**WRITTEN REQUEST**
In the data below, find every line that contains the string "artwork" and copy each of those lines, treating uppercase and lowercase letters as different.

Saved entries
------------------------------------------------------------

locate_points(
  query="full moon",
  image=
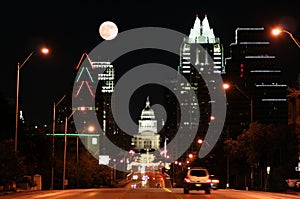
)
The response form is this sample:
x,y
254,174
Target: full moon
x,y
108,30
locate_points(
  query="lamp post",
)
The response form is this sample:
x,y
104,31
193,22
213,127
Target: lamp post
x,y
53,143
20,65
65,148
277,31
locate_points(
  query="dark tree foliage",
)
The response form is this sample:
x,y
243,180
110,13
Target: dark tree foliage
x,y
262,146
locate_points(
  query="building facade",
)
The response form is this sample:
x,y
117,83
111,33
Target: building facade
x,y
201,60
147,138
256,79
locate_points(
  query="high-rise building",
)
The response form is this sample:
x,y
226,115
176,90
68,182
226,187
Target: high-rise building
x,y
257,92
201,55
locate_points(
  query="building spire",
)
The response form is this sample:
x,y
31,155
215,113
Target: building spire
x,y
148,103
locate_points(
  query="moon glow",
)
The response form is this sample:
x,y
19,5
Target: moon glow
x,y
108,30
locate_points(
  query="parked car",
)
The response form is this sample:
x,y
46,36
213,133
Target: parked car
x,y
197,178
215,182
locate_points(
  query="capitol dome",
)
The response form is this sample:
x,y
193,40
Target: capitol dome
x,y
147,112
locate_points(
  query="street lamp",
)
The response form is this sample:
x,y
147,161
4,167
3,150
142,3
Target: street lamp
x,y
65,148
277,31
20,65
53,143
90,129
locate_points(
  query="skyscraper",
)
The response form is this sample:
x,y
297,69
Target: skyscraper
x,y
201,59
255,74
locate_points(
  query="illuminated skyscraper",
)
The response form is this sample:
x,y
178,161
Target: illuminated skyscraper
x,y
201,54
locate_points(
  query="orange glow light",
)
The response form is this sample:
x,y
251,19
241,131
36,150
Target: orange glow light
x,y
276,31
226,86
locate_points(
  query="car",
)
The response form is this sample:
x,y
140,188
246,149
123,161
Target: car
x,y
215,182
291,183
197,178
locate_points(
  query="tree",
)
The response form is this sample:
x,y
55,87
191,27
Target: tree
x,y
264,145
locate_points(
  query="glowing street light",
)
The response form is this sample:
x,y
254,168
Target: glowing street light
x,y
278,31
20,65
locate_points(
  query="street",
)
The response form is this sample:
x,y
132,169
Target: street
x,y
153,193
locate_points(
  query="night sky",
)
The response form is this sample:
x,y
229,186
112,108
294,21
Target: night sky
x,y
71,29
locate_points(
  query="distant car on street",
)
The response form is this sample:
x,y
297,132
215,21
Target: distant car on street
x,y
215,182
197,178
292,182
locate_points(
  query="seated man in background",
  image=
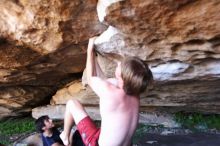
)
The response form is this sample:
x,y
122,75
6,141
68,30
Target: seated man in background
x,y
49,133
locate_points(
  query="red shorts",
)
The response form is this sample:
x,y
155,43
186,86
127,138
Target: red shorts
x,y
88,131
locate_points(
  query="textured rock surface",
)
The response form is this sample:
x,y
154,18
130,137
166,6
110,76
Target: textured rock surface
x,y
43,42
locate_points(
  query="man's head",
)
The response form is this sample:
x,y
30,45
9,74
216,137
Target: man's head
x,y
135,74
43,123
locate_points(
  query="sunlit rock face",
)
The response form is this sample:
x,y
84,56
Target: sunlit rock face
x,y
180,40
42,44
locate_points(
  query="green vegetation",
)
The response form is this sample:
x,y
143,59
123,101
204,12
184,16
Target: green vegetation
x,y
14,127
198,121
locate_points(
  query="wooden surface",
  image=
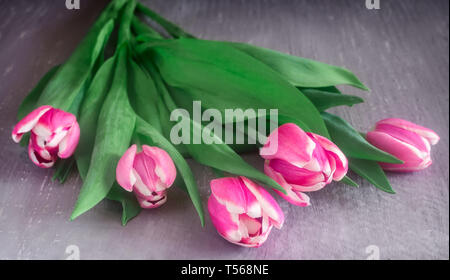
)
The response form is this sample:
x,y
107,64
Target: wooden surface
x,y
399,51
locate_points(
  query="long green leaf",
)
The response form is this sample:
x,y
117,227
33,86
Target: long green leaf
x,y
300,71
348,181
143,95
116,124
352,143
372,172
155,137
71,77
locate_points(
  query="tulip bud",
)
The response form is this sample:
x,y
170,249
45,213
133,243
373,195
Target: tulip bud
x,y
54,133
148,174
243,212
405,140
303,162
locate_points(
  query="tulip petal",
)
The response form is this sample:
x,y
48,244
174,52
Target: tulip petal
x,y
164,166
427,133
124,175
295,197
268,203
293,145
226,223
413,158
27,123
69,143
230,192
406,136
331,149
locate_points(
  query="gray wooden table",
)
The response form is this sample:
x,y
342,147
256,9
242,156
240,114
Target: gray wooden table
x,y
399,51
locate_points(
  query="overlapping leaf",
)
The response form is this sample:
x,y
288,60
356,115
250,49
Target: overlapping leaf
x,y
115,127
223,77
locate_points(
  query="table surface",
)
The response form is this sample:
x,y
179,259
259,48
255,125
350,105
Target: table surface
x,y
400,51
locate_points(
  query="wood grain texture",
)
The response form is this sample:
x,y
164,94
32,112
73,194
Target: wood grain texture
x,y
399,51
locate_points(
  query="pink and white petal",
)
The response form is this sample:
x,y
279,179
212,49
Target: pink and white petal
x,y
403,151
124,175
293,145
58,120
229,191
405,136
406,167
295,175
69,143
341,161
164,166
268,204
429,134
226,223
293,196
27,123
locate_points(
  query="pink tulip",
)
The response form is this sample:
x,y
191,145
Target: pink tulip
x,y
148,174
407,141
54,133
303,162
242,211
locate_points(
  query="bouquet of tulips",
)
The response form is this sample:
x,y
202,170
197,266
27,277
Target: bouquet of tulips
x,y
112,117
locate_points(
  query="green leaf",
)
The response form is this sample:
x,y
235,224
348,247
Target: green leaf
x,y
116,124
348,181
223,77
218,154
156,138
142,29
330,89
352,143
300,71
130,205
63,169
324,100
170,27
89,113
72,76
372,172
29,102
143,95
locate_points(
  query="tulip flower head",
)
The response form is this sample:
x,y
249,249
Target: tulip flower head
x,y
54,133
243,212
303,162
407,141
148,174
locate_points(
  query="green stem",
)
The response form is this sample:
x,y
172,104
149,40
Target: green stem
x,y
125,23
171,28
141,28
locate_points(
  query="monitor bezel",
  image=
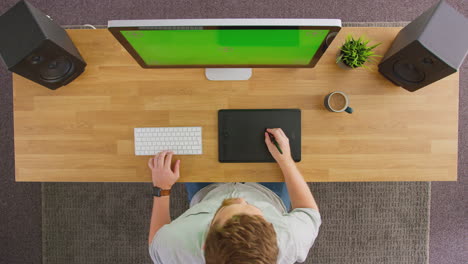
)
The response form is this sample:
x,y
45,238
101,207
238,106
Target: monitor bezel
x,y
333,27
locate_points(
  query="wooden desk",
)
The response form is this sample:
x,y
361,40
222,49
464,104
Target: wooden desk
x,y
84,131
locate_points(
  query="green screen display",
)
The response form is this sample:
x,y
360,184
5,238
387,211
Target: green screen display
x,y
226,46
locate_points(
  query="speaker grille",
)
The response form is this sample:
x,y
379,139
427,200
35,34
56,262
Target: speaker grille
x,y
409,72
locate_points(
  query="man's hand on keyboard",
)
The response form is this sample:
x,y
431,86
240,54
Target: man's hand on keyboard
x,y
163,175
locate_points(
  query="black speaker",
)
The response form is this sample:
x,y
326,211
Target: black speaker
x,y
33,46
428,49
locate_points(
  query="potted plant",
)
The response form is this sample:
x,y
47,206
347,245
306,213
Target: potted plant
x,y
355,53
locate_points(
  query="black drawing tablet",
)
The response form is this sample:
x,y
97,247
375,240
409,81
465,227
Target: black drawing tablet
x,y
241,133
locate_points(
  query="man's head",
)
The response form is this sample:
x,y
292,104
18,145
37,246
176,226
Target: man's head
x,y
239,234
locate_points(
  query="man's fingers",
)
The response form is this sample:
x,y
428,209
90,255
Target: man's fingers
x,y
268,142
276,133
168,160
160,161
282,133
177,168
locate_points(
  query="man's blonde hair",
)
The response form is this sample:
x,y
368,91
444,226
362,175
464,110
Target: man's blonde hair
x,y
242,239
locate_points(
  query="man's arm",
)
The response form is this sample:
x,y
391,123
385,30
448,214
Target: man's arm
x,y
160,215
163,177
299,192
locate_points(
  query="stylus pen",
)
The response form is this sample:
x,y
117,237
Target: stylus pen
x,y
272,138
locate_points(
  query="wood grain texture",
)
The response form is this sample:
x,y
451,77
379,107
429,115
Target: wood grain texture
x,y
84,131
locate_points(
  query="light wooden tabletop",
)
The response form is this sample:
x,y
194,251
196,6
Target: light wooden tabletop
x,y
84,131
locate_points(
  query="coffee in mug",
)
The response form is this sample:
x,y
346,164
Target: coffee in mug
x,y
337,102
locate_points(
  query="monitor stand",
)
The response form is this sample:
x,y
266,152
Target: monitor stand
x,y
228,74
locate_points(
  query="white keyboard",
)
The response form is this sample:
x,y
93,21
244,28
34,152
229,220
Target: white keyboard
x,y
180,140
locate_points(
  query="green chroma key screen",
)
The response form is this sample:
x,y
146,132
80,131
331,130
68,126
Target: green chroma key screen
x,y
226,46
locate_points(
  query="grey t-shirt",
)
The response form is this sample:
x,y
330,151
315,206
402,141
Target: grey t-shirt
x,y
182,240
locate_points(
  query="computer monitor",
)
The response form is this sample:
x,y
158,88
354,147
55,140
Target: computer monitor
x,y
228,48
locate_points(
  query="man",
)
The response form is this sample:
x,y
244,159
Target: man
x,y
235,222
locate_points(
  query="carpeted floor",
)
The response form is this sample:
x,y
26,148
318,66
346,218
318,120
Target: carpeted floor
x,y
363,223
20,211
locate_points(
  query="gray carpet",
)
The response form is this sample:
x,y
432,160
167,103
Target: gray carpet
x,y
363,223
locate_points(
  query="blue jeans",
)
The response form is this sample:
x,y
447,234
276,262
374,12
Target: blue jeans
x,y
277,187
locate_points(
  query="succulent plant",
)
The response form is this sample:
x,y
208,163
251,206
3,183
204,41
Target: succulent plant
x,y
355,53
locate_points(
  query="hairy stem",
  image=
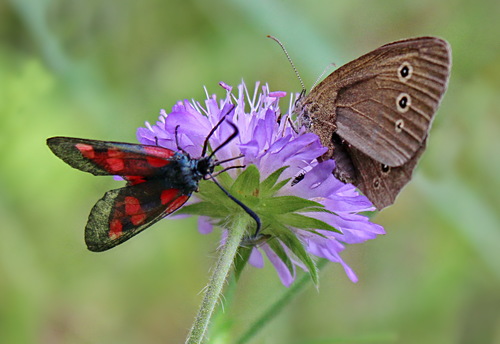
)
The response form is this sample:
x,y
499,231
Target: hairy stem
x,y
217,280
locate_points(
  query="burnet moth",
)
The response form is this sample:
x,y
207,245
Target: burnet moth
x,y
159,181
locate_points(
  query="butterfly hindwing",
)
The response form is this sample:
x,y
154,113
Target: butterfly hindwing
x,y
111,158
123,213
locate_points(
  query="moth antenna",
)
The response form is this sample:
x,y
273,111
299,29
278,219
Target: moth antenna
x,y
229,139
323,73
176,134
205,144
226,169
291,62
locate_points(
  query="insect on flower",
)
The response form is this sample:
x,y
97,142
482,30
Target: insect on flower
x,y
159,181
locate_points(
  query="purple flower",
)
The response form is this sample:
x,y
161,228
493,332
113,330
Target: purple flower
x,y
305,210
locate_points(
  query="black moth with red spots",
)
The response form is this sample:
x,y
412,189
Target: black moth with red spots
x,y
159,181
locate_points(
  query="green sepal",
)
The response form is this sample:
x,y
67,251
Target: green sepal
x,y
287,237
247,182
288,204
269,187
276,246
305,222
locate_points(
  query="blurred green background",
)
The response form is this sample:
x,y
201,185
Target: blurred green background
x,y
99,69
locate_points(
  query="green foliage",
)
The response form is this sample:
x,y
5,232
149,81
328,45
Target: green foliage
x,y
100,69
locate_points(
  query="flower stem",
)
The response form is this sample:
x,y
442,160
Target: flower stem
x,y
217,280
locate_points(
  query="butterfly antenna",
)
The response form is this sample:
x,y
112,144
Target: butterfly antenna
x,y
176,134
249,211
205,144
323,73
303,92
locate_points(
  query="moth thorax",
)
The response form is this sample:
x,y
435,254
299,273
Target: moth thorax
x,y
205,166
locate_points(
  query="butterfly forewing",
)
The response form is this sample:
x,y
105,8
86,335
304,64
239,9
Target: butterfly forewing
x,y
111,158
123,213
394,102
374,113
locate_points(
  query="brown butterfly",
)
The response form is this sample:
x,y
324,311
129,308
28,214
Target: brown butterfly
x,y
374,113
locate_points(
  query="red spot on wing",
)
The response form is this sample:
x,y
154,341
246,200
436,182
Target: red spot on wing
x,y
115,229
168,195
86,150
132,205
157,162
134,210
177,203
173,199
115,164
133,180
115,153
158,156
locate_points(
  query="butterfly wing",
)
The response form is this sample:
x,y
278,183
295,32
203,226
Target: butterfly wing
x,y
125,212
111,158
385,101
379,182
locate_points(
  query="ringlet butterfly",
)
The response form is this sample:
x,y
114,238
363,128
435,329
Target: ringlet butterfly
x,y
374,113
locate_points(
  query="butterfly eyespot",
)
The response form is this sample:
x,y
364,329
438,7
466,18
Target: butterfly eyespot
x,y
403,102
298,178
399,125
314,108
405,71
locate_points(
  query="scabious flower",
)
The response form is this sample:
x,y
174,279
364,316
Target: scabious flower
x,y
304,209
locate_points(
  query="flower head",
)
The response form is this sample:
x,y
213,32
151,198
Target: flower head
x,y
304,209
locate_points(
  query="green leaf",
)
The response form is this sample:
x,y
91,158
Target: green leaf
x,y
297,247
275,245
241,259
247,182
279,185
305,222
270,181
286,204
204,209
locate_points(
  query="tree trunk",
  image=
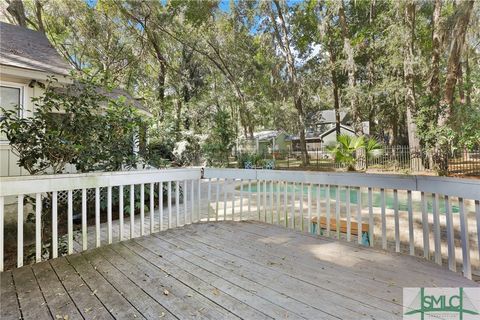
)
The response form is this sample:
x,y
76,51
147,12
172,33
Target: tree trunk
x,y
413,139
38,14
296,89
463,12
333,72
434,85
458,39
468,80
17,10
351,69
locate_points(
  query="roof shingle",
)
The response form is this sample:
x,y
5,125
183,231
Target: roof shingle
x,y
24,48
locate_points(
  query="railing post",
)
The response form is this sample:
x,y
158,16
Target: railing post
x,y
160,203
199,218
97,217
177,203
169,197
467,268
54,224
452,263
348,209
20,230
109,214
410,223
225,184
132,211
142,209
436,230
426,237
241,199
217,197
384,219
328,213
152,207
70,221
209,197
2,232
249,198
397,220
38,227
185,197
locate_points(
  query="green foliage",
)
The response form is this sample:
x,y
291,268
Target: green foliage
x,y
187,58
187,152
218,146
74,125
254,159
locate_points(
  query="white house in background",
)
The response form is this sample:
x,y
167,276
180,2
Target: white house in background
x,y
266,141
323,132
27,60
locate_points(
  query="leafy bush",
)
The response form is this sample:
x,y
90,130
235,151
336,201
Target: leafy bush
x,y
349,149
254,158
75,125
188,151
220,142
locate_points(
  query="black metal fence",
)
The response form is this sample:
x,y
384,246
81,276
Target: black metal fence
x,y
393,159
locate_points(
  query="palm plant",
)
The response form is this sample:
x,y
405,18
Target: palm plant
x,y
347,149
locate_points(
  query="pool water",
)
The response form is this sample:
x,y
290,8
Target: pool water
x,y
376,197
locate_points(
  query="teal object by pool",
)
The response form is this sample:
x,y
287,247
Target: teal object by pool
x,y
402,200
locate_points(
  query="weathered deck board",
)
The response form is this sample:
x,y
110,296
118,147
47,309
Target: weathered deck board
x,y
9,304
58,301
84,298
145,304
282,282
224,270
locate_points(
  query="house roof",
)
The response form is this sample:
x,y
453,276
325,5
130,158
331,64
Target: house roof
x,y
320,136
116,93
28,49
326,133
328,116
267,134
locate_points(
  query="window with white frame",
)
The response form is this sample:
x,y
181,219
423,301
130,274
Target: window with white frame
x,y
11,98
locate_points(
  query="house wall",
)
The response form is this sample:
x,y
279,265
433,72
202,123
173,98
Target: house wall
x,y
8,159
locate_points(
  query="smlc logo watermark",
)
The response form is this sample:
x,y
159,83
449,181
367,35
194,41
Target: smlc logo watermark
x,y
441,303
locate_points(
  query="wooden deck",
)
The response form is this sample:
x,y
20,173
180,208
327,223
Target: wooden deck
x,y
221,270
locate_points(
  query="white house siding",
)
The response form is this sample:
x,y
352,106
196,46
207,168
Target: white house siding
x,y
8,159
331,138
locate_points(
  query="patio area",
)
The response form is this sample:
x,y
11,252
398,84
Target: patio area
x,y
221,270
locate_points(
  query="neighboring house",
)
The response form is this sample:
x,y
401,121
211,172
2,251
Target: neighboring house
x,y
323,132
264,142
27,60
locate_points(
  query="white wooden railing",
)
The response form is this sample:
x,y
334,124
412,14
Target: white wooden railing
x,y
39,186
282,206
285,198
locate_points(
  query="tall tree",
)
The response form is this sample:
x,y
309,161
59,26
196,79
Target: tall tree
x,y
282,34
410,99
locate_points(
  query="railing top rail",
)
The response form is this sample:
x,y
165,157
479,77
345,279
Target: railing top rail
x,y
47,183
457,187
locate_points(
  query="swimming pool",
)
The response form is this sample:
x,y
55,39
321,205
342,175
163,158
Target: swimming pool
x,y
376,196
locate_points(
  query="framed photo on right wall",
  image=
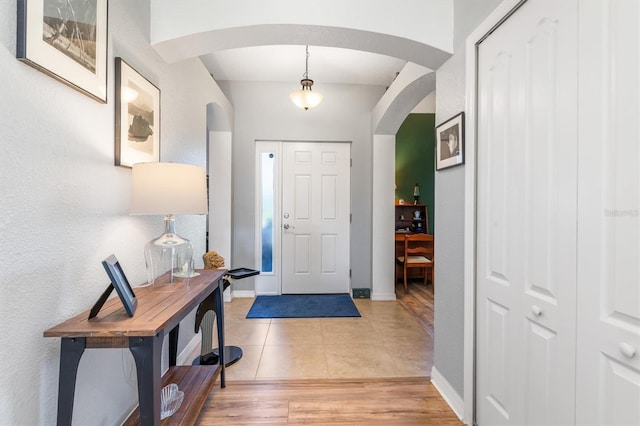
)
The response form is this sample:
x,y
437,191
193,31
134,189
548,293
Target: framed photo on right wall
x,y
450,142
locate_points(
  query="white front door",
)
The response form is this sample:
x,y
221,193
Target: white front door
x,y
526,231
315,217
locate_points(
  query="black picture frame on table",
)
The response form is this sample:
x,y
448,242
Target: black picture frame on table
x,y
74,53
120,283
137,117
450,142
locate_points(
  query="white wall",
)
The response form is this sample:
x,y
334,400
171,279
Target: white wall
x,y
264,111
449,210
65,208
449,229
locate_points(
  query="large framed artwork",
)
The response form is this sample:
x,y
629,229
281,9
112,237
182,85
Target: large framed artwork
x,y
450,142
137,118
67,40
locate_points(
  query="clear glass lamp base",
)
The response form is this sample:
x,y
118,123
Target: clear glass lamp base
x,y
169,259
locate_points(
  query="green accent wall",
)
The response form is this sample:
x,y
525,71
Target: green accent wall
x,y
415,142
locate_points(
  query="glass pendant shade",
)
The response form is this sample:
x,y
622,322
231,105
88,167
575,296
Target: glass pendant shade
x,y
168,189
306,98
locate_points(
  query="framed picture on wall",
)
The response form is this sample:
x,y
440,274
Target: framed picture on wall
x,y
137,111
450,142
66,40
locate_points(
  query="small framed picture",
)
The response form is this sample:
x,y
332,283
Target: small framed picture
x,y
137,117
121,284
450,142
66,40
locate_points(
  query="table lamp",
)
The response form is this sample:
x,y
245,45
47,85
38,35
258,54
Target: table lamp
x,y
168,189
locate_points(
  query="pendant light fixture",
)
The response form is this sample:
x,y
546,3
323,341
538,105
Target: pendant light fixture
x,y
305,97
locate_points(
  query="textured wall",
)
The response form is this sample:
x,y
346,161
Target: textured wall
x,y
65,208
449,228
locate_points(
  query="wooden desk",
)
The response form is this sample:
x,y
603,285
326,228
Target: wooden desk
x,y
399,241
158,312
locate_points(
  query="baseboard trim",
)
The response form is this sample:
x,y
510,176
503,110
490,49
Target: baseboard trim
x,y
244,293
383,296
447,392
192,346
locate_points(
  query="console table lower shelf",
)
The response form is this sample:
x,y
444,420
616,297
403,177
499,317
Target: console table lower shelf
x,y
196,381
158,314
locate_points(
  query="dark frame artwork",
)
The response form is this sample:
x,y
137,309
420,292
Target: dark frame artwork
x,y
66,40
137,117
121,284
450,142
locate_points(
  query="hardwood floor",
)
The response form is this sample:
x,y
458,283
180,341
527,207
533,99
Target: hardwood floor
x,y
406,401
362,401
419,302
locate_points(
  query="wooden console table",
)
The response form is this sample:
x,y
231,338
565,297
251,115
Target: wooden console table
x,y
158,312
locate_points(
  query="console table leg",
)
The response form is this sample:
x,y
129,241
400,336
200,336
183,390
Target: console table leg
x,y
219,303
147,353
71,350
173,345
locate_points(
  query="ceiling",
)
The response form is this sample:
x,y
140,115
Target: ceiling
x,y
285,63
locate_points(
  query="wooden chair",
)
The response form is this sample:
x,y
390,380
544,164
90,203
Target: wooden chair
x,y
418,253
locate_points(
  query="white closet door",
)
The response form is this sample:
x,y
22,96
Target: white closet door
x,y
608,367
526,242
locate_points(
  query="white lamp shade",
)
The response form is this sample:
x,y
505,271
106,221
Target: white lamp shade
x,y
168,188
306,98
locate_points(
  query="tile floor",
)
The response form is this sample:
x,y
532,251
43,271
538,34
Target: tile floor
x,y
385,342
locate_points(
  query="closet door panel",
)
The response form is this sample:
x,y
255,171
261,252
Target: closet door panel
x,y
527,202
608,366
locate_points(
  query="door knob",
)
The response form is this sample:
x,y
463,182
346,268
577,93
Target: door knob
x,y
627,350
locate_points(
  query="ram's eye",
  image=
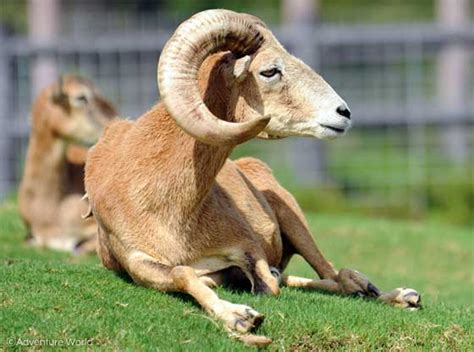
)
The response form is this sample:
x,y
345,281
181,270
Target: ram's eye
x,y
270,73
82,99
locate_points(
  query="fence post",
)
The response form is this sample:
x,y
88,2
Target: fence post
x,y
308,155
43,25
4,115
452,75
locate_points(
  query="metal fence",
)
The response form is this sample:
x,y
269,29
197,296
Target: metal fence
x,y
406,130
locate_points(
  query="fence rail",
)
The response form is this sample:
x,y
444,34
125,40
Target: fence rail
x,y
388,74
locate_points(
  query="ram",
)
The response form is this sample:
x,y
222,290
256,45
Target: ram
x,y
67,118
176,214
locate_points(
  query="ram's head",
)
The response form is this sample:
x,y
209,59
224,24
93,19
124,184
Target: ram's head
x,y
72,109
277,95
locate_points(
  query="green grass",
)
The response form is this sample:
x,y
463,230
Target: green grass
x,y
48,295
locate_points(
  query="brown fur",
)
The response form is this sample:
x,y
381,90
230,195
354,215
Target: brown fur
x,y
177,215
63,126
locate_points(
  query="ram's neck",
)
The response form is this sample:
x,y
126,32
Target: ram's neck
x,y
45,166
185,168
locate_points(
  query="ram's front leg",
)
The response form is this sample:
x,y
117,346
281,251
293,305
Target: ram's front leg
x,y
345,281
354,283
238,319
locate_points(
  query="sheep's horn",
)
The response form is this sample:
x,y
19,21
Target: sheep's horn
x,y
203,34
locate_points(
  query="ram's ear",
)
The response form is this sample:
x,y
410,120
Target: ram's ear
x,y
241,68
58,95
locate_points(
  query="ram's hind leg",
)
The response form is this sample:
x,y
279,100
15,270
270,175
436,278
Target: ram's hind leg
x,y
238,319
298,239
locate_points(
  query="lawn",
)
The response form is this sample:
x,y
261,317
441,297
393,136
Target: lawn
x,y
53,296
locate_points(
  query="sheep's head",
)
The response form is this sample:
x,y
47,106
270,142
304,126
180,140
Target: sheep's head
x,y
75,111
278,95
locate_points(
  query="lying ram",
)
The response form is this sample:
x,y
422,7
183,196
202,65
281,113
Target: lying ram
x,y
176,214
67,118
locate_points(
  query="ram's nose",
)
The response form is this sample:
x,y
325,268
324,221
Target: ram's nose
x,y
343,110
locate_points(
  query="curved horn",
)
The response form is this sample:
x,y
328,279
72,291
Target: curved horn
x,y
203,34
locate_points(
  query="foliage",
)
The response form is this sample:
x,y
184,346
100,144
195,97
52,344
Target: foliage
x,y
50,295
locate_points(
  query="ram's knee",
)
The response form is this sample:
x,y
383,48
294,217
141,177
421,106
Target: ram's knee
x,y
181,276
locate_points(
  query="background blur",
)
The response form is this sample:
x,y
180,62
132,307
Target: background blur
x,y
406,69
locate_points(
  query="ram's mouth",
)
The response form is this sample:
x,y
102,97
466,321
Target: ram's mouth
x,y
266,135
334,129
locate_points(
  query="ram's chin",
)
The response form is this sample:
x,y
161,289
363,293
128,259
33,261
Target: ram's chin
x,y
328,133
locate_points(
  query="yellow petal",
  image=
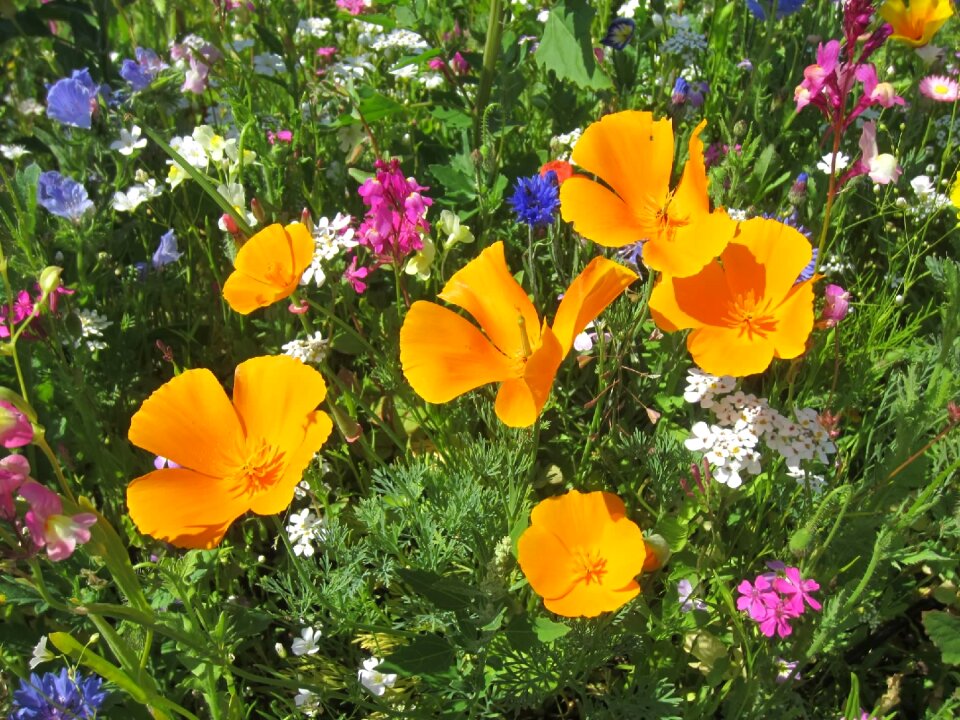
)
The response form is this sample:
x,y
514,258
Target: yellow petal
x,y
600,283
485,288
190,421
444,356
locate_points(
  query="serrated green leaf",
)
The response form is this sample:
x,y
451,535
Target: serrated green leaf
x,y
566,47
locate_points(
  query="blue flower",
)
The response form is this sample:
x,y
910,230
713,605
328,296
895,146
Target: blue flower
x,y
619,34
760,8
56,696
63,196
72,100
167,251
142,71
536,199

------------------------------------------------------------

**TASK SOLUTION**
  query="large framed artwork",
Target: large framed artwork
  query="dark frame artwork",
Target: dark frame artwork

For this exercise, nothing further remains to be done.